The Unnayan Onneshan (UO), an independent multidisciplinary think-tank, finds that the proposed budget for FY 2019-20 lacks measures necessary to address the looming macroeconomic imbalances.

“Widespread imbalances in revenue, financial and external sectors and disproportionate burden on the income and welfare of the common people are creating challenges and sloppy condition for the economy with an impending crisis which is looming large,” says the organization in its rapid assessment of the proposed national budget for the FY 2019-20.

There is revenue imbalance with rising expenditure and falling income, which is leading to increased deficit. The significant gap between targeted revenues and collected revenues is making the economy prone to severe debt crisis since loans are getting unsustainably higher.

The rate at which import payment increases do not match the rate of export earnings, which is creating a current account deficit. The amount of external loans is increasing but these are not being repaid now. When repayment will start, it will negatively affect the overall balance of payment, which may also slide the economy into a debt trap,” added the report.
================================
[TASKS TO CARRY OUT]
a. Answer these questions about the budget assessment:
(i) Which fiscal year's proposed budget is being assessed?
(ii) Which two trends make up the revenue imbalance?
(iii) What is causing the current account deficit?
b. In the budget assessment, swap "think-tank" for "research institute" in the stretch from "The Unnayan Onneshan" through "looming macroeconomic imbalances.", and write out the revised stretch.
Nothing in the entries is needed.

[MATERIAL]
================================
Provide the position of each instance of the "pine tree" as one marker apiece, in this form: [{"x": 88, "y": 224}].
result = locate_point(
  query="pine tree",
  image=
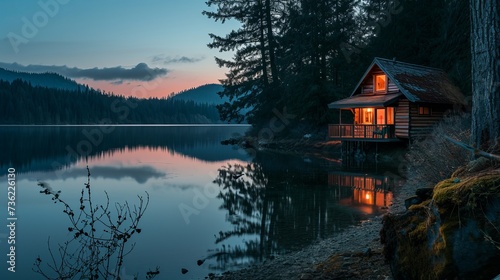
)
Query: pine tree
[
  {"x": 485, "y": 72},
  {"x": 253, "y": 79}
]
================================
[WORKED ANSWERS]
a.
(i) FY 2019-20
(ii) Rising expenditure and falling income
(iii) Import payments are rising at a rate that does not match the rate of export earnings.

b.
The Unnayan Onneshan (UO), an independent multidisciplinary research institute, finds that the proposed budget for FY 2019-20 lacks measures necessary to address the looming macroeconomic imbalances.